Action item
All of the records must be given again exactly.

Material shown

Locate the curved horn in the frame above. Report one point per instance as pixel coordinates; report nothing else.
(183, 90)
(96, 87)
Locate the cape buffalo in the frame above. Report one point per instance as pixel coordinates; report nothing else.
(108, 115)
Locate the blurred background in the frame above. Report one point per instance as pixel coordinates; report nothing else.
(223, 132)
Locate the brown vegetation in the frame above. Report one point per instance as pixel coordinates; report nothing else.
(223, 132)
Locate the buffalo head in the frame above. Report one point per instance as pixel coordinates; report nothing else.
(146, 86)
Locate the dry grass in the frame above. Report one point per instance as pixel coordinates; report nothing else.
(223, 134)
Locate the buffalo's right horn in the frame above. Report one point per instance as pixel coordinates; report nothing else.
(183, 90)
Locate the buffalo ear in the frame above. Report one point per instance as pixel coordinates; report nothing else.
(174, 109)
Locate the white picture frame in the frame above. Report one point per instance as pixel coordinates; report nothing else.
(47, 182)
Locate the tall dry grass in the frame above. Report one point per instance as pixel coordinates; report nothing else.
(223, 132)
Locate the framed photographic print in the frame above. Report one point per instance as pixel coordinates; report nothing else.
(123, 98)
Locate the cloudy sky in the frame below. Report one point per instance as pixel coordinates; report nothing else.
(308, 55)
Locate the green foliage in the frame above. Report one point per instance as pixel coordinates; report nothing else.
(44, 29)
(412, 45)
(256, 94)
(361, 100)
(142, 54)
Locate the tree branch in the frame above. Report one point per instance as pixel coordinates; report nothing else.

Solution for this task
Locate the curved horn in the frame above. Report one point per instance as pixel coordinates; report nothing else.
(183, 90)
(96, 87)
Locate the cape buffalo in the frame above. Report one point per instance as pixel coordinates; report nothing else.
(108, 115)
Locate the blurred background in the frame above. Report one point per instance as pixel coordinates; report nothing else.
(223, 132)
Locate the brown vegetation in the frame above. Report one point per instance as pixel coordinates; report nothing else.
(223, 132)
Locate the buffalo head in the frame above. Report one point per instance as pixel coordinates; report nothing else.
(146, 86)
Locate the dry grass in the frame above. Report one point per instance as pixel coordinates; report nothing else.
(223, 134)
Locate the buffalo's right horn in the frame above. Report one point per instance as pixel coordinates; report nothing else.
(183, 90)
Locate the buffalo ear in the frame above. Report one point per instance as pixel coordinates; report nothing else.
(174, 109)
Locate the white picture frame in the frame above. Report one point per instance as pixel coordinates; report nothing else.
(47, 182)
Locate the tall dry grass in the frame above. Report one point per instance as pixel coordinates; report nothing else.
(223, 132)
Locate the framed photographic print in the frame above. Report one point per instance as pixel coordinates; report nothing else.
(123, 98)
Locate the cloudy sky in the frame below. Report one point per instance as pixel coordinates; report nothing else.
(308, 55)
Locate the green foliage in the frame above. Report one point per instance as pixel coordinates; report nothing else.
(44, 29)
(412, 45)
(256, 94)
(361, 100)
(142, 54)
Locate the tree branch in the frame above. Report one point per instance as pixel coordinates; report nothing else.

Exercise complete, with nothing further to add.